- _Data excerpts_:
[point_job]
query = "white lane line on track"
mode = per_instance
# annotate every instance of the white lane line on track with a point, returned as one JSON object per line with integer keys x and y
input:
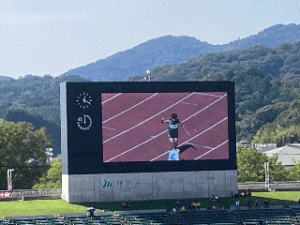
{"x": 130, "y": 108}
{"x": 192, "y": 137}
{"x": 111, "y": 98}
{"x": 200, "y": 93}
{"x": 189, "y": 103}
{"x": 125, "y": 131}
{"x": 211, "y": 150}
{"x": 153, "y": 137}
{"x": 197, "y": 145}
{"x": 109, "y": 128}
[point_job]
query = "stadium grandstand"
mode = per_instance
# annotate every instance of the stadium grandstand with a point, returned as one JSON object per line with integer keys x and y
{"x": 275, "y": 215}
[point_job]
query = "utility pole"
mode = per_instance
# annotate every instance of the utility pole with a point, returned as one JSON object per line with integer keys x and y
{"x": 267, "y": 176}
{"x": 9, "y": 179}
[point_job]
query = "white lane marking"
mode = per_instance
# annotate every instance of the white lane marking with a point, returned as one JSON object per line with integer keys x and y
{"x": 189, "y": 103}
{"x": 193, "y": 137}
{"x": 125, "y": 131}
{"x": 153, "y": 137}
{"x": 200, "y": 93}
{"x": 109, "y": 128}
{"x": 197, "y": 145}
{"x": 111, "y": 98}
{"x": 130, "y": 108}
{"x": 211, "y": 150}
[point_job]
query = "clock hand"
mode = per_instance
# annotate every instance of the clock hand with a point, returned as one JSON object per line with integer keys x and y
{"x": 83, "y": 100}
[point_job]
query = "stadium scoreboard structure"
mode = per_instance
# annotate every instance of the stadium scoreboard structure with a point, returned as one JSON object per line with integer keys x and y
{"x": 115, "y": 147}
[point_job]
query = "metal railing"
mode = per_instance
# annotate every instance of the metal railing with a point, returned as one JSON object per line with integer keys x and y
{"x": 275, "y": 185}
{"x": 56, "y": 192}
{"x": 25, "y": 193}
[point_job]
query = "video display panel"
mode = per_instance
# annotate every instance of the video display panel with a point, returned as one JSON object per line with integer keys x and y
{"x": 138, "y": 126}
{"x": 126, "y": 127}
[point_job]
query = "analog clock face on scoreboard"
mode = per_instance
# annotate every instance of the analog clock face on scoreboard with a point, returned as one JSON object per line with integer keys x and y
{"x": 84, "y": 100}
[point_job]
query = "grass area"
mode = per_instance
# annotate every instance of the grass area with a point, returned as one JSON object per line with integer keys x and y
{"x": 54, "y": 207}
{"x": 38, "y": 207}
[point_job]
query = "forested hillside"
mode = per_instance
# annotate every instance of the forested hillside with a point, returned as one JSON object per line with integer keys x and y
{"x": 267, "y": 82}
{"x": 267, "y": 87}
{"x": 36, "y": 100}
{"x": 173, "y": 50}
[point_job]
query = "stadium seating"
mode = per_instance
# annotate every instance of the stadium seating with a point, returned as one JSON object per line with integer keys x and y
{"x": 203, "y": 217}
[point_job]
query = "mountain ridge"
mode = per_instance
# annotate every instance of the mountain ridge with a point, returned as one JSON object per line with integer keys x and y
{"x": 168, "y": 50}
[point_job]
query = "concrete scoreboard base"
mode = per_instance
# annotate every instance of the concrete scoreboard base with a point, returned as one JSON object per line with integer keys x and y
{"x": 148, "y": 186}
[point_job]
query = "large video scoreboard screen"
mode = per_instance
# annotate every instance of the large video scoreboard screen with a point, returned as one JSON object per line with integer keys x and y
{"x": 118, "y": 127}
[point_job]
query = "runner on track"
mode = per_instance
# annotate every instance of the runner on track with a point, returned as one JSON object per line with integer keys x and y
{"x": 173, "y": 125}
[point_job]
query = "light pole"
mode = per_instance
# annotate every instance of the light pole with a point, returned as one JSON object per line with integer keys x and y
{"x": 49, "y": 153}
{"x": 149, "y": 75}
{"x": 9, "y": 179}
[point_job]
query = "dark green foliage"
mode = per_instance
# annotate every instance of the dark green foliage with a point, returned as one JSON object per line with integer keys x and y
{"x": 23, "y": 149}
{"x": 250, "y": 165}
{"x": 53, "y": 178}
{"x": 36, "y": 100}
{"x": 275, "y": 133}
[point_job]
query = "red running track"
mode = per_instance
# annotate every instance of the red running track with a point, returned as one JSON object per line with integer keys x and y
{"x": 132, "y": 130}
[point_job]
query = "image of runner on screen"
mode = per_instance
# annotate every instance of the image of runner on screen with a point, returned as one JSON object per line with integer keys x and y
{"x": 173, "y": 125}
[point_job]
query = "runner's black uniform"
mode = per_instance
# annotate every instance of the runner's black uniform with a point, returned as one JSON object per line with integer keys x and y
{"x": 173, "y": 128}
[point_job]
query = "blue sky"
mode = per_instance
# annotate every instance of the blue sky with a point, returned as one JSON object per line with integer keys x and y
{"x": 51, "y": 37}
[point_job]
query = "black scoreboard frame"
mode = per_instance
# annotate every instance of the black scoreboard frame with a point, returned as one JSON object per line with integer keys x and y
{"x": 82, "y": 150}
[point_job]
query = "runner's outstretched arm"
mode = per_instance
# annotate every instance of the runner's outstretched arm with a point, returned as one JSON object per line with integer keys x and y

- _Goal of the exercise_: Reproduce every entry word for word, but omit the pictures.

- _Exercise response_:
[point_job]
query = "white lane line on track"
mode = per_instance
# annotate every instance of the white lane line on track with a point, returned as one JSON object per line with integer keys x and y
input:
{"x": 130, "y": 108}
{"x": 192, "y": 137}
{"x": 111, "y": 98}
{"x": 200, "y": 93}
{"x": 189, "y": 103}
{"x": 125, "y": 131}
{"x": 211, "y": 150}
{"x": 153, "y": 137}
{"x": 197, "y": 145}
{"x": 109, "y": 128}
[point_job]
query = "stadium grandstand"
mode = per_instance
# annotate every instance of the stadium grandstand with a point, returned as one JSON object per line with integer keys x and y
{"x": 275, "y": 215}
[point_job]
query = "utility pole"
mode = per_instance
# annotate every instance of the utility pole with a point, returned as one JSON object per line with integer keys x and y
{"x": 267, "y": 176}
{"x": 9, "y": 179}
[point_job]
query = "white lane marking"
mode = per_instance
# annotate every instance of the white lane marking with a point, returned as one JSON object per line with integer keys x and y
{"x": 189, "y": 103}
{"x": 193, "y": 137}
{"x": 125, "y": 131}
{"x": 153, "y": 137}
{"x": 200, "y": 93}
{"x": 109, "y": 128}
{"x": 197, "y": 145}
{"x": 111, "y": 98}
{"x": 130, "y": 108}
{"x": 211, "y": 150}
[point_job]
query = "clock hand"
mode = per_instance
# annotate every instance of the clock hand with a point, returned as one JSON object per line with integer keys x and y
{"x": 83, "y": 100}
[point_job]
query = "stadium scoreboard structure"
mode = per_instance
# annotate every instance of the stadium scoreboard structure with a point, returned as one JSON object per line with integer keys x and y
{"x": 115, "y": 147}
[point_job]
query = "metal railing"
mode = per_instance
# annotate every instance of the metal railing with a point, returned as one JSON object per line with integer keys x and y
{"x": 275, "y": 185}
{"x": 56, "y": 192}
{"x": 25, "y": 193}
[point_job]
query = "video display panel"
mode = per_instance
# annotate every instance of the video display panel with a point, returned as one JSON object per line with integer keys x and y
{"x": 138, "y": 126}
{"x": 126, "y": 127}
[point_job]
query = "analog clock face on scoreboard"
mode = per_instance
# annotate every instance of the analog clock face on scoreboard with a point, returned as one JSON object per line with integer keys x and y
{"x": 84, "y": 100}
[point_job]
query = "grass area"
mode = per_instance
# annotate every instance of the grass area with a point, returned as one JSON object per line with integer keys x and y
{"x": 54, "y": 207}
{"x": 38, "y": 207}
[point_job]
query = "forested hillside"
mode = per_instance
# annotate every instance of the forested hillside with a point, returned as one JSON object per line with integer keys x and y
{"x": 267, "y": 82}
{"x": 267, "y": 87}
{"x": 36, "y": 100}
{"x": 173, "y": 50}
[point_job]
query = "stadium seating"
mode = per_instance
# annotate every instance of the stadium seating with a point, returned as one JSON object per line with integer keys x and y
{"x": 203, "y": 217}
[point_job]
query = "mountain ridge"
mode = per_instance
# annotate every instance of the mountain ridge with a point, returned as one JSON object per line with integer keys x and y
{"x": 168, "y": 50}
[point_job]
query = "concrete scoreboard base"
mode = per_instance
# annotate every instance of the concrete scoreboard base with a point, returned as one JSON object per line with integer keys x and y
{"x": 148, "y": 186}
[point_job]
query = "large video scoreboard screen"
mode = per_instance
# annotate every instance of the large video scoreboard screen with a point, returned as one JSON object per line with integer keys x and y
{"x": 118, "y": 127}
[point_job]
query = "runner on track"
mode = per_instance
# annotate every instance of the runner on track with a point, returned as one JSON object per line with integer keys x and y
{"x": 173, "y": 125}
[point_job]
query = "light pole"
mode = per_instance
# annotate every instance of the light pole with a point, returned as one JSON object per line with integer keys x and y
{"x": 49, "y": 153}
{"x": 149, "y": 75}
{"x": 9, "y": 179}
[point_job]
query = "dark green foliage"
mode = per_instance
# annotate every instance of the dark green foliage with a point, returned as one JSON object per line with integer keys x and y
{"x": 23, "y": 149}
{"x": 250, "y": 165}
{"x": 53, "y": 178}
{"x": 36, "y": 100}
{"x": 275, "y": 133}
[point_job]
query = "red running track"
mode = per_instance
# annotate every instance of the red running track with a point, returned as one JSON object per line with integer keys x and y
{"x": 132, "y": 130}
[point_job]
query = "image of runner on screen"
mode = per_instance
# annotate every instance of the image of runner on screen with a point, returned as one JSON object per line with integer keys x and y
{"x": 173, "y": 125}
[point_job]
query = "runner's black uniform"
mode = per_instance
# annotate every instance of the runner's black uniform with a point, returned as one JSON object per line with integer keys x and y
{"x": 173, "y": 128}
[point_job]
query = "blue sky"
mode = per_instance
# annotate every instance of the blue sky with a point, returned as one JSON object per line with integer keys x and y
{"x": 51, "y": 37}
[point_job]
query = "black scoreboard frame"
mode = per_instance
# annotate every instance of the black scoreboard frame with a point, returned as one JSON object per line with integer keys x and y
{"x": 82, "y": 150}
[point_job]
query = "runner's outstretched arm"
mode = per_instance
# annotate every instance of the runner's outstretched arm with a point, returned as one JSON object per line with integer keys x and y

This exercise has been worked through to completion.